--- WHAT TO WORK ON ---
Set down every one of the entries below line for line, leaving out the pictures.

Data items:

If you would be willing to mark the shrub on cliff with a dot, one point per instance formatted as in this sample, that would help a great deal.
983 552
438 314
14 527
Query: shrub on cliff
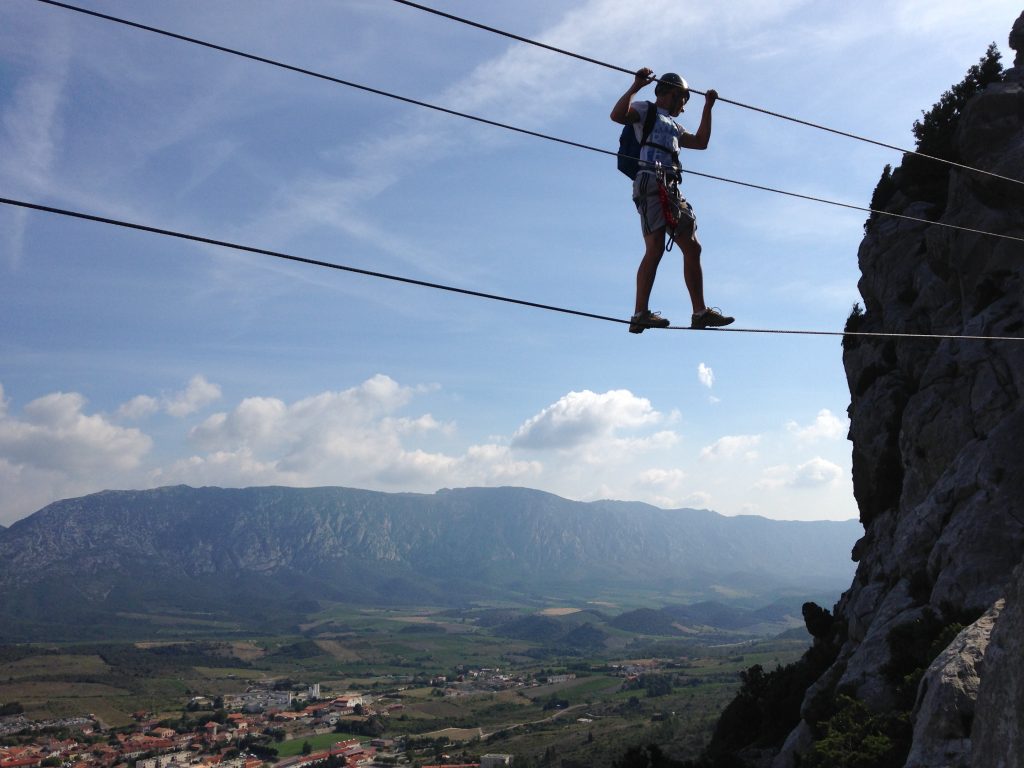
920 177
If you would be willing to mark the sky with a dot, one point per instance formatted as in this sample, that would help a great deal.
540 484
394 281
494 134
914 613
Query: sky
134 360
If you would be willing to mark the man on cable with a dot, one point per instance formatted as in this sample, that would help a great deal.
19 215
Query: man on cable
655 193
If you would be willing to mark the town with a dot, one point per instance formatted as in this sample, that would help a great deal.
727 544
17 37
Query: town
242 730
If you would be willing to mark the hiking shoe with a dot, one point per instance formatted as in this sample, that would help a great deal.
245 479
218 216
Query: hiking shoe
647 318
710 317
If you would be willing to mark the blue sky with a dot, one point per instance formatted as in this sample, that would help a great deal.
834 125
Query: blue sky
133 360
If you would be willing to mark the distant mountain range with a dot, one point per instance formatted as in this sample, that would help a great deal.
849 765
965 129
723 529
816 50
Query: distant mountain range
267 557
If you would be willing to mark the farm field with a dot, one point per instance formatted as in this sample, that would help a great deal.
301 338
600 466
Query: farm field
459 684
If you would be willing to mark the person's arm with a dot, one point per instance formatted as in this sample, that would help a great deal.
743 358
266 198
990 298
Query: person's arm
622 113
700 139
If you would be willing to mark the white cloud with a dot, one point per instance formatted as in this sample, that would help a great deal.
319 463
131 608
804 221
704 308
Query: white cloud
199 393
732 446
817 471
706 376
349 437
195 396
698 500
581 418
824 427
54 450
810 474
54 433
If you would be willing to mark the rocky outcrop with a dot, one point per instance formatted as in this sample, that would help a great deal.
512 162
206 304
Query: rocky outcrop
944 713
937 467
997 735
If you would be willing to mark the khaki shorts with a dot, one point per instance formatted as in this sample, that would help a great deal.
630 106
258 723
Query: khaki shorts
648 203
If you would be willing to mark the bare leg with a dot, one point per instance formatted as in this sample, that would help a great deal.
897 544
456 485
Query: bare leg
692 271
653 250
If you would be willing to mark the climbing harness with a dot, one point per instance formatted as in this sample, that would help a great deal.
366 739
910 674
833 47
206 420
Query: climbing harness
668 211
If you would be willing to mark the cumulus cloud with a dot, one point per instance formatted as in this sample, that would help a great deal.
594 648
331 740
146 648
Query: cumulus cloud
582 418
198 394
825 426
55 433
353 437
816 472
813 473
732 446
53 450
706 376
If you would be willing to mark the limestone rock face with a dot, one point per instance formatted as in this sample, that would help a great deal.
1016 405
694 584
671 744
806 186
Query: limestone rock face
936 429
998 735
945 709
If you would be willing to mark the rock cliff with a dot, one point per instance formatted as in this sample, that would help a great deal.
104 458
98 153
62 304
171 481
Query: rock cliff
937 466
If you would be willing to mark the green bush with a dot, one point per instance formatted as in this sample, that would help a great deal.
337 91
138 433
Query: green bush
856 737
922 178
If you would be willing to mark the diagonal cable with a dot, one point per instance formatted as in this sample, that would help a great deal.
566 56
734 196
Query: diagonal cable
506 126
453 289
809 124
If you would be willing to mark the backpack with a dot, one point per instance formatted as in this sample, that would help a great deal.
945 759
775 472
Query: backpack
629 147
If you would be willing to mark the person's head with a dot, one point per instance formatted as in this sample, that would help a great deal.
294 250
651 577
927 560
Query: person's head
672 92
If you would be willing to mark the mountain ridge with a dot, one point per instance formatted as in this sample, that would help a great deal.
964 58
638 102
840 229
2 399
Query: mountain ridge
230 550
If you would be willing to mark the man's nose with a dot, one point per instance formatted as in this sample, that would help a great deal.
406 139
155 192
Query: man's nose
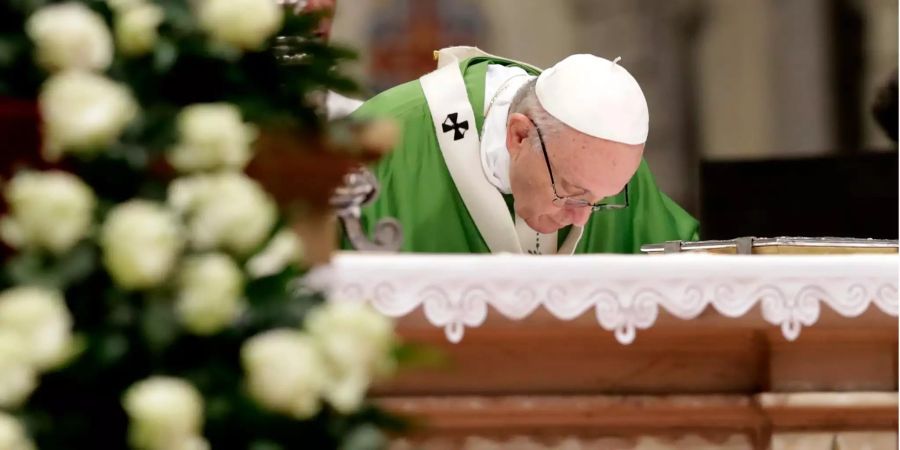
580 216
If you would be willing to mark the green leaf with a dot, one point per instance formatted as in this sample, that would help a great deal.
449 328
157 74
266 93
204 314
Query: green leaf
164 55
159 325
364 437
411 355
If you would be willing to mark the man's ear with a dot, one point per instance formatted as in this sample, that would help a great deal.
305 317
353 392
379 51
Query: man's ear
518 127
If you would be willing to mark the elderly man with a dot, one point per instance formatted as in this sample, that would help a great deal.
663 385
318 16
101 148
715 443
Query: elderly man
497 156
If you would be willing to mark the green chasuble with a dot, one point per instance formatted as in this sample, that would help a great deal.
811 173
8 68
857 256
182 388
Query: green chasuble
417 188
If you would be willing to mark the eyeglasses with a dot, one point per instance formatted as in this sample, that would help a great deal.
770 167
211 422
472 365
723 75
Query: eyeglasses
572 201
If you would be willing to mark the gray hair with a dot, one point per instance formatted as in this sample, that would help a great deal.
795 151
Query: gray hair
526 102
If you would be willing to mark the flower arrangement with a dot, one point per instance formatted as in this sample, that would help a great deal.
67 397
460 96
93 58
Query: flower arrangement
148 294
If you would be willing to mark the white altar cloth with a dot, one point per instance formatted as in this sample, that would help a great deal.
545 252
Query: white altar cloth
624 292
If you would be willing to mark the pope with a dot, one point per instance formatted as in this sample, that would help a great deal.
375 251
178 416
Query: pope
498 156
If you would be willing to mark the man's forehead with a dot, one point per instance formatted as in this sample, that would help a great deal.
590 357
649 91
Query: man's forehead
590 160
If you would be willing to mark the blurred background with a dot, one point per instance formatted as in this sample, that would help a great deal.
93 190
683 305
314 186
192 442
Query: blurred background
761 116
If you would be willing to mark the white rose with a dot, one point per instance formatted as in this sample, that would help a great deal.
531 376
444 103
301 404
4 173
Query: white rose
135 28
212 136
285 248
243 23
51 210
83 113
40 318
12 434
165 413
224 211
70 36
17 377
353 336
210 291
285 372
141 241
357 343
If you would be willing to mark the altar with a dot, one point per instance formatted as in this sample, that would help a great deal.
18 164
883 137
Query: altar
620 352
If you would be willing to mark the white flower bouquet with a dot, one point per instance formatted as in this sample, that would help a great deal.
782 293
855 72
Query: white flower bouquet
148 287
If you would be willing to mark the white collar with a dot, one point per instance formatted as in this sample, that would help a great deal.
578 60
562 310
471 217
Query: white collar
500 86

--- FULL OUTPUT ---
If you would be willing to mark the shrub on cliff with a dot, one point per instance formatted as in this sample, that would help a great deal.
983 552
438 314
14 527
Query: shrub on cliff
920 177
If you would be willing to mark the sky with a dot, one point per instance formatted as in this sample, that would help a great deal.
540 484
394 281
494 134
914 613
Query: sky
134 360
If you would be willing to mark the man on cable with a dot, one point per instance formatted as in this sample, that would help a great deal.
19 215
Query: man on cable
655 193
If you would be willing to mark the town with a dot, one point per instance formatted as in this sample, that would help a great deal.
727 544
17 37
Query: town
242 730
If you would be willing to mark the hiking shoe with a dot, one point per instance formatted as in this sample, that would help a great deal.
245 479
218 216
Query: hiking shoe
647 318
710 317
If you would be willing to mark the blue sky with a dot, one point per instance formatted as in this sample, that would help a great deal.
834 125
Query: blue sky
133 360
If you would be willing to mark the distant mountain range with a dot, one point per instance formatted as in this sample, that would help a great deal.
849 765
965 129
723 529
816 50
Query: distant mountain range
267 557
If you would be willing to mark the farm field with a dot, one point per instance formatted as in this sample, that would help a great deal.
301 338
600 466
Query: farm field
459 684
If you would be willing to mark the person's arm with a dot, one point per instance formatted as in this sample, that would help a great deal.
743 358
266 198
990 298
Query: person's arm
622 113
700 139
If you would be willing to mark the white cloud with a dot, one point per instance formatted as in this sample, that would help a great deal.
319 463
131 608
804 221
704 308
Query: white cloud
199 393
732 446
817 471
706 376
349 437
195 396
698 500
581 418
824 427
54 450
810 474
54 433
If you would be willing to mark the rocky outcrop with a dot, one point per instance formatted as in this sample, that would help a great deal.
512 162
206 304
Query: rocky outcrop
944 713
937 467
997 735
If you would be willing to mark the khaki shorts with a dot, one point per instance formatted as in this sample, that would help a great deal.
630 106
258 723
Query: khaki shorts
648 203
If you would be willing to mark the bare leg with a dot, one point per instance formatted as in this sample, that would help a great deal.
897 544
456 485
Query: bare leg
692 271
653 250
If you would be willing to mark the climbing harness with a dot, one point per instance formatted as in this sample, that would help a great deal.
366 739
910 674
833 47
206 420
Query: climbing harness
668 211
If you would be willing to mark the cumulus cloud with a dot, one point per instance formatted as in this sample, that would help a great deal.
594 648
331 740
146 648
Query: cumulus cloud
582 418
198 394
825 426
55 433
353 437
816 472
813 473
732 446
53 450
706 376
If you would be willing to mark the limestone rock face with a dot, one point per instance formatted as in this sample, that would help a great deal.
1016 405
694 584
671 744
806 186
Query: limestone rock face
936 429
998 735
945 709
If you would be willing to mark the rock cliff with a dot, one point per instance formatted as in this sample, that would help a great deal.
104 458
98 153
62 304
171 481
Query: rock cliff
937 466
If you would be willing to mark the green bush with a dot, one point per instance formatted as in this sample, that would help a great deal.
337 91
138 433
Query: green bush
856 737
922 178
If you would be willing to mark the diagonal cable with a dot, one point per instance formatted as in this sample, that would help a great deal.
566 56
734 196
Query: diagonal cable
506 126
453 289
809 124
If you would be willing to mark the backpack with a dot, one point per instance formatted as in this sample, that would help a great deal.
945 759
775 472
Query: backpack
629 147
If you would be willing to mark the person's head with a dot, one point per instance formatted as in this sample, that would help a great deal.
294 250
651 577
927 560
Query: person's head
672 92
If you would be willing to mark the mountain ridge with a dot, one point per instance formatted as in this sample, that would help a great deal.
964 58
638 102
840 229
2 399
Query: mountain ridge
230 550
If you would be willing to mark the man's nose with a dot, one point per instance formatted as in this sample, that would help a great deal.
406 139
155 192
Query: man's nose
580 216
If you would be willing to mark the green leaf with a dot, one point per instance formatted as in this sample, that would help a great deal.
449 328
157 74
266 93
204 314
Query: green leaf
164 55
159 325
364 437
411 355
If you would be willing to mark the man's ear with a dot, one point per instance formatted as in this sample, that would help a great deal.
305 317
353 392
379 51
Query: man's ear
518 127
If you would be willing to mark the elderly man with a dot, one point per instance formatted as in this sample, that would help a great deal.
663 385
318 16
101 148
715 443
Query: elderly man
497 156
If you would be willing to mark the green chasuble with a dot, one point per instance formatted as in this sample, that would help a great deal.
811 173
8 68
857 256
182 388
Query: green chasuble
417 188
If you would be willing to mark the eyeglasses with a dot, one point per instance formatted as in this sample, that would help a great deal.
770 167
211 422
472 365
723 75
Query: eyeglasses
572 201
If you would be willing to mark the gray hair with a dot, one point per instance formatted as in this sample, that would help a great deal.
795 151
Query: gray hair
526 102
If you would be willing to mark the flower arrangement with a dot, one point per instance formatted as in this sample, that would help a great deal.
67 397
460 96
93 58
Query: flower arrangement
148 294
If you would be willing to mark the white altar cloth with a dot, one point per instance formatted as in this sample, that would help a great deal.
545 252
Query: white altar cloth
624 292
If you would be willing to mark the pope with a dot, one point per instance formatted as in this sample, that would help a great deal.
375 251
178 416
Query: pope
498 156
If you would be willing to mark the man's forehead with a dot, one point per instance formatted as in this sample, that would help a great deal.
590 357
649 91
Query: man's forehead
590 160
If you would be willing to mark the blurred background with a dot, one point per instance formatted as in this sample, that would help a great deal.
93 190
683 305
314 186
192 442
Query: blurred background
761 116
If you would be willing to mark the white rose with a dot, one point per instance formatted as in this sample, that would help a great deal.
531 376
444 103
301 404
4 173
Query: white rose
135 28
212 136
285 248
243 23
51 210
83 113
40 318
12 434
165 413
224 211
70 36
17 377
353 336
210 291
285 372
141 241
357 343
If you would be willing to mark the altar with a dot, one point per instance formatted as in this sample, that would help a great deal.
18 164
883 137
Query: altar
620 352
If you would be willing to mark the white flower bouquet with a dot, one point per instance formatted as in this sample, that would help a great deal.
782 293
855 72
Query: white flower bouquet
148 287
If you would be willing to mark the white collar with a dot, one point per instance formatted as in this sample, that would help a great deal.
578 60
562 310
471 217
Query: white collar
500 86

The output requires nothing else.